#### Problem description
The reply must reproduce each line below exactly.

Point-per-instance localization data

Segment Open

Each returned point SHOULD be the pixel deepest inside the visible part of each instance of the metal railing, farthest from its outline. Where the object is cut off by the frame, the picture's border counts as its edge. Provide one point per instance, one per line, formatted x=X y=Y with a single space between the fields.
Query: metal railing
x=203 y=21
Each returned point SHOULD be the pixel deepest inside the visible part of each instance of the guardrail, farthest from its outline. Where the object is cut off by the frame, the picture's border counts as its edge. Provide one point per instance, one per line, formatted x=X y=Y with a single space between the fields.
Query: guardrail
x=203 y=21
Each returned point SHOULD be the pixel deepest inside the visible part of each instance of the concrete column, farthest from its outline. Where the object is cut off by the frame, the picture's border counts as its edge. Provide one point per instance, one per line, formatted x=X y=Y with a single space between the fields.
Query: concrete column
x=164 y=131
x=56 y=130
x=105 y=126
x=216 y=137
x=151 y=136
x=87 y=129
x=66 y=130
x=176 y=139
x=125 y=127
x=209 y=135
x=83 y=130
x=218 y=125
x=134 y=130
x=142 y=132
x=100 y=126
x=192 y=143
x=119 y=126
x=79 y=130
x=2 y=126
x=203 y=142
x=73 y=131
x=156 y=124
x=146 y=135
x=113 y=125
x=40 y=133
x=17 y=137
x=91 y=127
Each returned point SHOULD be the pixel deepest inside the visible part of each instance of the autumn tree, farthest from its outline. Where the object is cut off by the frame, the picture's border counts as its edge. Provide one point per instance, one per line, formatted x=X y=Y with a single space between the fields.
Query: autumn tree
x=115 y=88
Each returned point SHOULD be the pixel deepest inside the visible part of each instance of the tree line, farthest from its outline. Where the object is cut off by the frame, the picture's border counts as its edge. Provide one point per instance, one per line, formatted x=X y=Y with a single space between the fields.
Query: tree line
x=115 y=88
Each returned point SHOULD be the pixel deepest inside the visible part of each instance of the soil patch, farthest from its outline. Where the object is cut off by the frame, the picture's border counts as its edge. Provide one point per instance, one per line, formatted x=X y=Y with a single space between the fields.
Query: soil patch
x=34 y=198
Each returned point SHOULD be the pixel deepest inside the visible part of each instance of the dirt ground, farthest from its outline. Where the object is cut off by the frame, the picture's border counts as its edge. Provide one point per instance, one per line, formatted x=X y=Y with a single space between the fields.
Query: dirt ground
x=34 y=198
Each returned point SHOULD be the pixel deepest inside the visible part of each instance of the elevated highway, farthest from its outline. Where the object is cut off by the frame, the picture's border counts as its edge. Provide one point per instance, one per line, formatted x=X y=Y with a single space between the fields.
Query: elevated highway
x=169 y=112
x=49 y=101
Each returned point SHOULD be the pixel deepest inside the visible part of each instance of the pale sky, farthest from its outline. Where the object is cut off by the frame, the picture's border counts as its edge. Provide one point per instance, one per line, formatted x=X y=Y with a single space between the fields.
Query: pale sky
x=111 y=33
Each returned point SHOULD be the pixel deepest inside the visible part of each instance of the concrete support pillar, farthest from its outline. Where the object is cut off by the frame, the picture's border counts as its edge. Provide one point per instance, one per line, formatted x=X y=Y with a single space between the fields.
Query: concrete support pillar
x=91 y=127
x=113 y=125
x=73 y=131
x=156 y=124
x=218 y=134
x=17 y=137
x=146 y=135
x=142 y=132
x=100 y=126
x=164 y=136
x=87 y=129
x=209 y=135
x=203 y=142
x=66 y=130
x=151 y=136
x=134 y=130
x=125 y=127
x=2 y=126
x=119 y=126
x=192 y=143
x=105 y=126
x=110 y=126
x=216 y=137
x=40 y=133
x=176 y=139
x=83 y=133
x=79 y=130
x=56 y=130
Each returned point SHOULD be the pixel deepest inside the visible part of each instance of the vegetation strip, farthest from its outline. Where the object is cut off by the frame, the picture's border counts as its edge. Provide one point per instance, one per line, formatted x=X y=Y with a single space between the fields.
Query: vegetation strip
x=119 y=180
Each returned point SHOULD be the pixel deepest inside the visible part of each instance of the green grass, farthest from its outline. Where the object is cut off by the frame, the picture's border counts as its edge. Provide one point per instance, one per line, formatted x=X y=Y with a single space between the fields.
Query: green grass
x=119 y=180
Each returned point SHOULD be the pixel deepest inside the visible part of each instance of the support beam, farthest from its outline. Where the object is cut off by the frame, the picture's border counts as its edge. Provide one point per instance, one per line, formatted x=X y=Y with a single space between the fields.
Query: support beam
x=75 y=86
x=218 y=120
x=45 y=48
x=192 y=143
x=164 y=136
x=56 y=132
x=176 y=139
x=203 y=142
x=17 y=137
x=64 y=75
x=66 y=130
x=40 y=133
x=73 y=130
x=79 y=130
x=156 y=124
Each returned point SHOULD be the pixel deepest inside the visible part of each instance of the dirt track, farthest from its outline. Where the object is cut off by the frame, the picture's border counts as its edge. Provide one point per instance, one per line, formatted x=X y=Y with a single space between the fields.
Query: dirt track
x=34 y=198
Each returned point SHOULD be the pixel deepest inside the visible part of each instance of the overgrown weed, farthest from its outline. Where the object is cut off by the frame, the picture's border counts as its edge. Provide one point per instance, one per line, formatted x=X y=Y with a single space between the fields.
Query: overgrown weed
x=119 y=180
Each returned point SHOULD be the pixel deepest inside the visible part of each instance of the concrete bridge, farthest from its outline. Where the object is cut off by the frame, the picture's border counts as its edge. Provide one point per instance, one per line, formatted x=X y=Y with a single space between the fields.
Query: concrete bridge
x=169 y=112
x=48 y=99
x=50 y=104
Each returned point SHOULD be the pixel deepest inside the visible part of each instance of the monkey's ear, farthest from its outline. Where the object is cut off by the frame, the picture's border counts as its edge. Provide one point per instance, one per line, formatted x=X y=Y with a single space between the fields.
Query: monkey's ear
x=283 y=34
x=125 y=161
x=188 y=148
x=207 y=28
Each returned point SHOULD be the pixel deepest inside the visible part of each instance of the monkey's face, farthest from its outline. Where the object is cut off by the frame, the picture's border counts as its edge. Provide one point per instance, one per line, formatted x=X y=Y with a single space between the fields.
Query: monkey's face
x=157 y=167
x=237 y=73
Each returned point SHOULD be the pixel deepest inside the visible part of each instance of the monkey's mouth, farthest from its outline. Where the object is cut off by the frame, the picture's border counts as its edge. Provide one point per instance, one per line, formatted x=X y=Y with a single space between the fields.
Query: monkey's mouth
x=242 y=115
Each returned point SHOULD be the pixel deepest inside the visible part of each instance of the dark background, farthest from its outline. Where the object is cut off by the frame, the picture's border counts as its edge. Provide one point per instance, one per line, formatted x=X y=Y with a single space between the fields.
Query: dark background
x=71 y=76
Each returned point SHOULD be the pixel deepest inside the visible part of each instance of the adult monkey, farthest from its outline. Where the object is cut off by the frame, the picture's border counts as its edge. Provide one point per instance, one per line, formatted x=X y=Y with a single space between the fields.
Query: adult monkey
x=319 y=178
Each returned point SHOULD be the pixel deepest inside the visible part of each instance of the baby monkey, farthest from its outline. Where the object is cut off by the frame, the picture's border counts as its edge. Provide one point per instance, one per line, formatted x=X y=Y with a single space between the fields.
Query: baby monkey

Segment Closed

#### Finished exercise
Each returned point SHOULD be the pixel deepest inside the visible part of each instance of the metal railing, farthest from its outline. Where the object is cut off by the frame, the picture's border counts as its edge. Provide one point per instance, one per line, formatted x=X y=Y with a single space between the fields.
Query: metal railing
x=203 y=21
Each returned point SHOULD be the pixel deepest inside the visible part of each instance of the guardrail, farthest from its outline. Where the object is cut off by the frame, the picture's border counts as its edge. Provide one point per instance, one per line, formatted x=X y=Y with a single space between the fields.
Query: guardrail
x=203 y=21
Each returned point SHOULD be the pixel deepest inside the visible part of each instance of the concrete column, farthest from its outline. Where the object is cut off by the frame, the picture's border counts as its edge. Provide one point per instance, one per line, formatted x=X y=Y with a single space between the fields.
Query: concrete column
x=164 y=131
x=56 y=130
x=105 y=126
x=216 y=137
x=151 y=136
x=87 y=129
x=66 y=130
x=176 y=139
x=125 y=127
x=209 y=135
x=83 y=130
x=218 y=125
x=134 y=130
x=142 y=132
x=100 y=126
x=192 y=143
x=119 y=126
x=79 y=130
x=2 y=126
x=203 y=142
x=73 y=131
x=156 y=124
x=146 y=135
x=113 y=125
x=40 y=133
x=17 y=137
x=91 y=127
Each returned point SHOULD be the pixel deepest inside the visible part of each instance of the autumn tree, farthest from its outline. Where the object is cut off by the frame, the picture's border counts as its edge. Provide one point per instance, one per line, formatted x=X y=Y with a single space between the fields.
Query: autumn tree
x=115 y=88
Each returned point SHOULD be the pixel deepest inside the visible part of each instance of the tree line, farthest from its outline. Where the object is cut off by the frame, the picture's border counts as its edge. Provide one point per instance, one per line, formatted x=X y=Y with a single space between the fields.
Query: tree line
x=115 y=88
Each returned point SHOULD be the pixel deepest inside the visible part of each instance of the soil patch, farthest from its outline. Where the object is cut off by the frame, the picture's border counts as its edge. Provide one point per instance, one per line, formatted x=X y=Y with a single space between the fields.
Query: soil patch
x=34 y=198
Each returned point SHOULD be the pixel deepest inside the visible part of each instance of the dirt ground, farthest from its outline. Where the object is cut off by the frame, the picture's border counts as its edge. Provide one point per instance, one per line, formatted x=X y=Y with a single space between the fields.
Query: dirt ground
x=34 y=198
Each returned point SHOULD be the pixel deepest inside the visible part of each instance of the elevated highway, farthest from its outline. Where the object is cut off by the frame, the picture's border counts as its edge. Provide one point per instance, one per line, formatted x=X y=Y with a single space between the fields.
Query: elevated highway
x=169 y=112
x=49 y=101
Each returned point SHOULD be the pixel deepest inside the visible part of each instance of the pale sky, farthest from its outline. Where the object is cut off by the frame, the picture's border counts as its edge. Provide one point per instance, one per line, formatted x=X y=Y with a single space between the fields.
Query: pale sky
x=111 y=33
Each returned point SHOULD be the pixel deepest inside the visible part of each instance of the concrete support pillar, farthest from its outline. Where the object is cut off by the frame, the picture's border counts as its edge. Provide one point per instance, one per line, formatted x=X y=Y with a single space between the fields.
Query: concrete support pillar
x=91 y=127
x=113 y=125
x=73 y=131
x=156 y=124
x=218 y=134
x=17 y=137
x=146 y=135
x=142 y=132
x=100 y=126
x=164 y=136
x=87 y=129
x=209 y=135
x=203 y=142
x=66 y=130
x=151 y=136
x=134 y=130
x=125 y=127
x=2 y=126
x=119 y=126
x=192 y=143
x=105 y=126
x=110 y=126
x=216 y=137
x=40 y=133
x=176 y=139
x=83 y=133
x=79 y=130
x=56 y=130
Each returned point SHOULD be the pixel deepest inside the visible part of each instance of the vegetation strip, farthest from its outline. Where the object is cut off by the frame, the picture's border counts as its edge. Provide one point per instance, one per line, formatted x=X y=Y with a single space between the fields.
Query: vegetation strip
x=119 y=180
Each returned point SHOULD be the pixel deepest inside the visible part of each instance of the green grass, farthest from its outline. Where the object is cut off by the frame, the picture's border counts as its edge. Provide one point per instance, one per line, formatted x=X y=Y with a single space between the fields.
Query: green grass
x=119 y=180
Each returned point SHOULD be the pixel deepest inside the visible part of each instance of the support beam, farthest from its outline. Where the object is cut off by the frame, the picture's border counts as its edge. Provide one point per instance, one per line, formatted x=X y=Y with a single space between the fields.
Query: support beam
x=75 y=86
x=218 y=120
x=45 y=48
x=192 y=143
x=164 y=136
x=56 y=132
x=176 y=139
x=203 y=142
x=17 y=137
x=64 y=75
x=66 y=130
x=40 y=133
x=73 y=130
x=79 y=130
x=156 y=124
Each returned point SHOULD be the pixel deepest inside the visible part of each instance of the dirt track, farthest from its outline. Where the object is cut off by the frame, the picture's border counts as its edge. Provide one point per instance, one per line, formatted x=X y=Y with a single space between the fields.
Query: dirt track
x=34 y=198
Each returned point SHOULD be the pixel deepest inside the visible part of each instance of the overgrown weed, farthest from its outline. Where the object is cut off by the frame, the picture's border counts as its edge. Provide one point per instance, one per line, formatted x=X y=Y with a single space between the fields.
Query: overgrown weed
x=119 y=180
Each returned point SHOULD be the pixel deepest inside the visible part of each instance of the concrete bridge, farthest from its outline. Where the object is cut off by the frame, the picture's border counts as its edge. Provide one point per instance, one per line, formatted x=X y=Y with a single space between the fields.
Query: concrete bridge
x=169 y=112
x=48 y=99
x=50 y=104
Each returned point SHOULD be the pixel deepest inside the visible part of each instance of the monkey's ear, farthest from its outline. Where the object is cut off by the frame, the picture's border counts as its edge. Provide one point per instance, one per line, formatted x=X y=Y with a single space between the fields.
Query: monkey's ear
x=283 y=34
x=125 y=161
x=188 y=148
x=207 y=28
Each returned point SHOULD be the pixel deepest inside the visible part of each instance of the monkey's face, farthest from its outline. Where the object is cut off by the frame, the picture's border counts as its edge. Provide one point per instance, one per line, formatted x=X y=Y with a single space between the fields.
Query: monkey's face
x=157 y=167
x=237 y=73
Each returned point SHOULD be the pixel deepest inside the visible part of each instance of the monkey's mouth, farthest from its outline. Where the object is cut off by the frame, the picture's border counts as its edge. Provide one point per instance, one per line, formatted x=X y=Y with a single space between the fields.
Query: monkey's mouth
x=242 y=115
Each returned point SHOULD be the pixel deepest inside the visible part of each instance of the dark background, farthest from its outline. Where the object is cut off by the frame, the picture's border counts as its edge. Provide one point per instance, one per line, formatted x=X y=Y with a single space between the fields.
Query: dark background
x=71 y=76
Each returned point SHOULD be the pixel deepest inside the visible part of each instance of the adult monkey, farthest from its outline. Where the object is cut off by the frame, the picture's border counts as its edge. Provide one point per instance, one per line, formatted x=X y=Y with a single space between the fields.
Query: adult monkey
x=319 y=178
Each returned point SHOULD be the pixel deepest inside the visible part of each instance of the baby monkey, farthest from its outline. Where the object is cut off by the frame, the picture's border counts as its edge. Provide one point per instance, one per line, formatted x=X y=Y with a single space between the fields.
Query: baby monkey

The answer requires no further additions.